Natural language region descriptions:
☆ ☆ ☆ ☆ ☆ ☆ ☆
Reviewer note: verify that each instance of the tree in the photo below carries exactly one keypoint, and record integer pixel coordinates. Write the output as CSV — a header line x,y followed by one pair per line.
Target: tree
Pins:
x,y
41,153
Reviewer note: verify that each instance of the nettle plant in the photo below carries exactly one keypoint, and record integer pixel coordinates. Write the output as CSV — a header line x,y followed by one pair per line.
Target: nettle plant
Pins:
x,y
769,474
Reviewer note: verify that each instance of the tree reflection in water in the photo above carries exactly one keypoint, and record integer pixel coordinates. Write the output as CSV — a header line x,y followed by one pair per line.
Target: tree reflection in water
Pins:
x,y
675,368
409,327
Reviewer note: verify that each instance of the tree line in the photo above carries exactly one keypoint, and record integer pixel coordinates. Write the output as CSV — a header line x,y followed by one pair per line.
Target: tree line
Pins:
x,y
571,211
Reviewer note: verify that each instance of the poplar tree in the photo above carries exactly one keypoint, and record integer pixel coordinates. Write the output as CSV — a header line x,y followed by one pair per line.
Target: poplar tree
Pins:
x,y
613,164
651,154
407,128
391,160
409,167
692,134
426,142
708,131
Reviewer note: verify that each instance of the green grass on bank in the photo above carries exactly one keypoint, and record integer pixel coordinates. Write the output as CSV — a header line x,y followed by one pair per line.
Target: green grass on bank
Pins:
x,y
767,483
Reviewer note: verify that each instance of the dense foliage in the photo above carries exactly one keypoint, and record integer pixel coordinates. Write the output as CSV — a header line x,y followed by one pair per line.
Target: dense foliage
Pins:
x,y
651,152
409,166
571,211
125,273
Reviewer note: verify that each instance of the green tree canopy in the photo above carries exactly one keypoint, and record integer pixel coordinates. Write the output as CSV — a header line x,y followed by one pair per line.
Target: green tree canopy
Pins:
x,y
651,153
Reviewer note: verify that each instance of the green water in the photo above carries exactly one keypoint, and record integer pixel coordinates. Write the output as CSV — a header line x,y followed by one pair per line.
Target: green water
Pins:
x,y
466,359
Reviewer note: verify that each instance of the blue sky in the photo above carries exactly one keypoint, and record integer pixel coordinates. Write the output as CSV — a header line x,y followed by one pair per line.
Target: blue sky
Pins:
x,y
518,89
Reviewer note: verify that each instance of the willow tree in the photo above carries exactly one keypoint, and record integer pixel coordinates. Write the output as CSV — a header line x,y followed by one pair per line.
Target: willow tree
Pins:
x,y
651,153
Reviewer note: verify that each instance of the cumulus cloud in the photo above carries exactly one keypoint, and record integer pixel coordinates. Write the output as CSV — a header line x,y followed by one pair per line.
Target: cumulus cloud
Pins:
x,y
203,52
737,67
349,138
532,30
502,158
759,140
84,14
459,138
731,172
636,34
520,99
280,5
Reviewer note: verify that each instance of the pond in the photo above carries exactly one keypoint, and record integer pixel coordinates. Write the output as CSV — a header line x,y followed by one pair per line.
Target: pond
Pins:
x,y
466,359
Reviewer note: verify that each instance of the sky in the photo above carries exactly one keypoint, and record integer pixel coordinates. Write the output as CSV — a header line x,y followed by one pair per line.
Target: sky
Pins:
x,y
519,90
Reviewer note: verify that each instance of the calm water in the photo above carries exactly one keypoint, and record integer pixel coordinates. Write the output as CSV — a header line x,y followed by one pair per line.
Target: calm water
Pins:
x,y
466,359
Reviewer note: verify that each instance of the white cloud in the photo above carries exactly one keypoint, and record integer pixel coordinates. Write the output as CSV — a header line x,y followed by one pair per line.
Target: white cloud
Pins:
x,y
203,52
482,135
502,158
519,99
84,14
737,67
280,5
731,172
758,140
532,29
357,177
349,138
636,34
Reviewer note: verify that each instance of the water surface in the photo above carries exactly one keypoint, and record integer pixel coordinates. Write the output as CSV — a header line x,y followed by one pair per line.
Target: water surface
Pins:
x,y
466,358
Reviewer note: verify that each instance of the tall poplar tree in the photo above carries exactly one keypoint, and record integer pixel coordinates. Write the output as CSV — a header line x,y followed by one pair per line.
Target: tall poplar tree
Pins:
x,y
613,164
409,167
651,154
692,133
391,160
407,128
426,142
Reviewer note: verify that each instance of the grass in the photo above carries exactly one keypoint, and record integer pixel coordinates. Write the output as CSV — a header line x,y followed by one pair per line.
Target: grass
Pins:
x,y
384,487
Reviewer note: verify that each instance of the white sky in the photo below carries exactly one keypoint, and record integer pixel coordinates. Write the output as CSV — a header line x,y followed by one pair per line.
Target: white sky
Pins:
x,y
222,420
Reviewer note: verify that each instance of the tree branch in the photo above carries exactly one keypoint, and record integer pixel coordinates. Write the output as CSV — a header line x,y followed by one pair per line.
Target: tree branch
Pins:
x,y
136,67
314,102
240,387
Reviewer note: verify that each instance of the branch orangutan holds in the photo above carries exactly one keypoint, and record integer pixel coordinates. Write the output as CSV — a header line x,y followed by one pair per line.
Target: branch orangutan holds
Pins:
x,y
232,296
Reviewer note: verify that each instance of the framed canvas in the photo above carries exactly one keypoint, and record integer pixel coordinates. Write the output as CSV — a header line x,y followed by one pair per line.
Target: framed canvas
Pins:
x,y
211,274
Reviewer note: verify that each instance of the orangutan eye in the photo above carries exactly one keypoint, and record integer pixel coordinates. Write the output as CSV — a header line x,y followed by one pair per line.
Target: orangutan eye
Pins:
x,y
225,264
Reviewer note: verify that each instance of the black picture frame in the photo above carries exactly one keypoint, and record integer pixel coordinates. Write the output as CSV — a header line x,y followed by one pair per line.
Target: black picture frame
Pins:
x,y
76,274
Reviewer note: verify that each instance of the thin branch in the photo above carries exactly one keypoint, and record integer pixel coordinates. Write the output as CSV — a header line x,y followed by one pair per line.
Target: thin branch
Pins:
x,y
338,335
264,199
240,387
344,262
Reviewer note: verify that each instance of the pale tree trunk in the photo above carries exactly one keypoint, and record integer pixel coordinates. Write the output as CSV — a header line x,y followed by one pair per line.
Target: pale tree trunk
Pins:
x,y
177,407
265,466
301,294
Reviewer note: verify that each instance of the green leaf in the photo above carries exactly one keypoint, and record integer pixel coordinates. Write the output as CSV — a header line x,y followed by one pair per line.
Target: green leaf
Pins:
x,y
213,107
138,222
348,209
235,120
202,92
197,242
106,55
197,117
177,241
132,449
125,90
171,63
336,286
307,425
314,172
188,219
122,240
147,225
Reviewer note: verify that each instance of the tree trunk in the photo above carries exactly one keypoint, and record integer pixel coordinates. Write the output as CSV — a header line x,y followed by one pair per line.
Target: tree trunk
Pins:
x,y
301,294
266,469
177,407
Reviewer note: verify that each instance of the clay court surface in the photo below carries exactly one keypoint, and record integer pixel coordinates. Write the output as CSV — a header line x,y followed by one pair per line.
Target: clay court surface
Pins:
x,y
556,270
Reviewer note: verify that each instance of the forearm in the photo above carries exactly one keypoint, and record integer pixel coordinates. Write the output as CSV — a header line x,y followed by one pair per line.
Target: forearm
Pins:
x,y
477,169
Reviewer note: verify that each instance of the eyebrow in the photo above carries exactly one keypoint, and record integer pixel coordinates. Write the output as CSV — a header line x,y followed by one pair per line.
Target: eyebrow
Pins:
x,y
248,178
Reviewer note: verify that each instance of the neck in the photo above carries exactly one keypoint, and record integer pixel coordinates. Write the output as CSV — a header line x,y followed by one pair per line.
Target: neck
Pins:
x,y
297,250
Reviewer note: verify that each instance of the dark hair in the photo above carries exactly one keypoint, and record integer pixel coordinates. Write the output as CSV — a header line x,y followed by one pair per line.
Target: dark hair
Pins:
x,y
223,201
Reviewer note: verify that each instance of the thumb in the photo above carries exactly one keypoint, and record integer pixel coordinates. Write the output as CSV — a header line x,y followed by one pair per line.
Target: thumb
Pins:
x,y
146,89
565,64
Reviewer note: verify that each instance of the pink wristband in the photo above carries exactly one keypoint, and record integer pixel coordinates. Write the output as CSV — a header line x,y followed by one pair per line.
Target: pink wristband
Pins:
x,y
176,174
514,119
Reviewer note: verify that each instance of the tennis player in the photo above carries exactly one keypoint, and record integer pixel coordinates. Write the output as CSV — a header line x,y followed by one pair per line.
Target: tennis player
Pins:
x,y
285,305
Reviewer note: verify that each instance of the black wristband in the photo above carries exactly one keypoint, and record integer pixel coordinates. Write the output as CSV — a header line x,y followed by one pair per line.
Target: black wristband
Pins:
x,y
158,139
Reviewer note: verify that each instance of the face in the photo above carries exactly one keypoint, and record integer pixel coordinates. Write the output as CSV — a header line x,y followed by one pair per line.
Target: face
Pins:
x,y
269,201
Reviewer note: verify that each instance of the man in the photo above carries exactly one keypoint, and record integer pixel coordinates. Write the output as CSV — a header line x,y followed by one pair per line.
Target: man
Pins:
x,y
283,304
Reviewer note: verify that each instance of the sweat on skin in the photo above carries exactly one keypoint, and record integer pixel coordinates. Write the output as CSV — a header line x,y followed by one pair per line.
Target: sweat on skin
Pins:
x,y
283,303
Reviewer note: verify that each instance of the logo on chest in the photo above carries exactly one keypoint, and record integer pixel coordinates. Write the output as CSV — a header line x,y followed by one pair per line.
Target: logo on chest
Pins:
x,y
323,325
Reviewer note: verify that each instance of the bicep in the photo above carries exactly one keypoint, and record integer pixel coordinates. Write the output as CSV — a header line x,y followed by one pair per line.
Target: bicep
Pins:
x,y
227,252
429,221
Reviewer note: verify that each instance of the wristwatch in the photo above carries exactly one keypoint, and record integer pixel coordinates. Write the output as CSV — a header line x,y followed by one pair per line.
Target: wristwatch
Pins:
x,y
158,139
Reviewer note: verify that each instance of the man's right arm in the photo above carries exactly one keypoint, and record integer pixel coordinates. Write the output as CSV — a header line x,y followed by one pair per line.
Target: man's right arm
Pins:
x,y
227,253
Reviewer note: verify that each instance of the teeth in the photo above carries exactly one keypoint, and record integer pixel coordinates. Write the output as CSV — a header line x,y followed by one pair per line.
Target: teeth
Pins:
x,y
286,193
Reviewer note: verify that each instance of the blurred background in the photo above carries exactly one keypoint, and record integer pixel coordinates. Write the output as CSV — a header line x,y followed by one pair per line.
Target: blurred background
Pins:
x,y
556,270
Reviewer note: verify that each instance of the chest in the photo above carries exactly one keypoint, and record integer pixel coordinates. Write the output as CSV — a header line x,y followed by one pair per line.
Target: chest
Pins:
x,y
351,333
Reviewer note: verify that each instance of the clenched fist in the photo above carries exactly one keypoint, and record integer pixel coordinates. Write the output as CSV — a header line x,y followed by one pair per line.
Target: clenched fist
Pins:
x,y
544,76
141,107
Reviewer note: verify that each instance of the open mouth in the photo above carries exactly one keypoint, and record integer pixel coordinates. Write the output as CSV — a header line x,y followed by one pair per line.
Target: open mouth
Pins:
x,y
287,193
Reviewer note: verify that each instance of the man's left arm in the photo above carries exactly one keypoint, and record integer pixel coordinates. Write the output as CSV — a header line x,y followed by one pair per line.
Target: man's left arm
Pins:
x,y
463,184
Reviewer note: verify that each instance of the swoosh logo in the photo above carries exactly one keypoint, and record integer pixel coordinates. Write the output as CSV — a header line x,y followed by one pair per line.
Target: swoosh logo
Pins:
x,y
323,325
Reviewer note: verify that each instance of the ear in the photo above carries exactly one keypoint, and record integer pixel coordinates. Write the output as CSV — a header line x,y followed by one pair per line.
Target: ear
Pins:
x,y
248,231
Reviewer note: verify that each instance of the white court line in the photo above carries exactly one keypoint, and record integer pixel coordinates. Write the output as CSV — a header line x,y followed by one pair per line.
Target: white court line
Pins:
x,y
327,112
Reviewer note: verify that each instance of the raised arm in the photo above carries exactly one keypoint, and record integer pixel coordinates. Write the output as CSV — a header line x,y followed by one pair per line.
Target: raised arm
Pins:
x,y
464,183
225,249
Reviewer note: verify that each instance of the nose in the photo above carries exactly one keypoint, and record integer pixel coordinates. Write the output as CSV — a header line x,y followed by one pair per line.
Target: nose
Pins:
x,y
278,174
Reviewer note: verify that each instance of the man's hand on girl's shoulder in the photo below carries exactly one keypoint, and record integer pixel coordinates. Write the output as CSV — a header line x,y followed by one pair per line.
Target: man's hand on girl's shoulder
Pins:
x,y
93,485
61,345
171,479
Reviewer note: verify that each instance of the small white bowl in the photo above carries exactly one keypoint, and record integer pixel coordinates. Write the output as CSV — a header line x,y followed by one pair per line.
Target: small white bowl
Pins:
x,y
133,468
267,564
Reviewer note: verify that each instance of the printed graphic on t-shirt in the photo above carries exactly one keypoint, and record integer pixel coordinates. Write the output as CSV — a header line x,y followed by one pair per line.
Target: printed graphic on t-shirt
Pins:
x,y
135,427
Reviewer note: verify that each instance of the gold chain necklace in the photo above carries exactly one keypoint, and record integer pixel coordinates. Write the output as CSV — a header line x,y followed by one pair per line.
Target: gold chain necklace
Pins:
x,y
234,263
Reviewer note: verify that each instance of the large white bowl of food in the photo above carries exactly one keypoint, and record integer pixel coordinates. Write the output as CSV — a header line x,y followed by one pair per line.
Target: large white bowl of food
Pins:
☆ ☆ ☆ ☆ ☆ ☆ ☆
Select every line in the records above that contains the word "girl".

TASK SOLUTION:
Reviewer note: verify that each instance of the man's hand on girl's shoulder in the photo below carries exactly one keypoint, and record integer pixel coordinates. Write the output as CSV — a header line x,y followed by one pair per line.
Target: man's hand on girl's shoulder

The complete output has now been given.